We thank the reviewers for their time and insightful comments.
We have incorporated most comments and if not, then answered them
below. We also spell-checked the paper. Thanks again for all the
comments.
Reviewer #1
===========
> Indeed, one of the premise of the paper is that representing automata
> in a theorem prover requires to fight against the theorem prover or
> requires painful amount of details. Therefore, the authors define the
> notion of regular languages as a language generated by a regular
> expression. (This is not an unusual choice from a formalization point
> of view, provided complemented by a proof of Kleene's theorem that
> states such regular languages are exactly the one that are recognized
> by finite automata.)
We concur with the reviewer that our definition of regular languages
as the ones generated by regular expressions is usual, but the paper is
unusual in that we do not need to provide a version of Kleene's theorem.
All results are obtained without formally needing a definition for automata.
If we would need Kleene's theorem as part of our arguments, then we would
need such a definition.
To make our intention with the paper more clear, we moved the quote
by Gasarch from the Conclusion to the Introduction. In this quote he asks
whether the complementation of regular-expression languages can be proved
without using automata. In this way we sharpen our motivation by being
theorem prover related, but also of general interest. See quotations and
changes right after Definition 2, p. 3.

# # # #

According to the response above, where was the quote by Gasarch moved from and to?

Rows from a dataset
# # # #

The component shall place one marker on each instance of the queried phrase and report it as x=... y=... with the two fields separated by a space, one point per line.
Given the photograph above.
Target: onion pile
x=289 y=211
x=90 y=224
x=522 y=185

# # # #

** Response to this task **
From the Conclusion to the Introduction.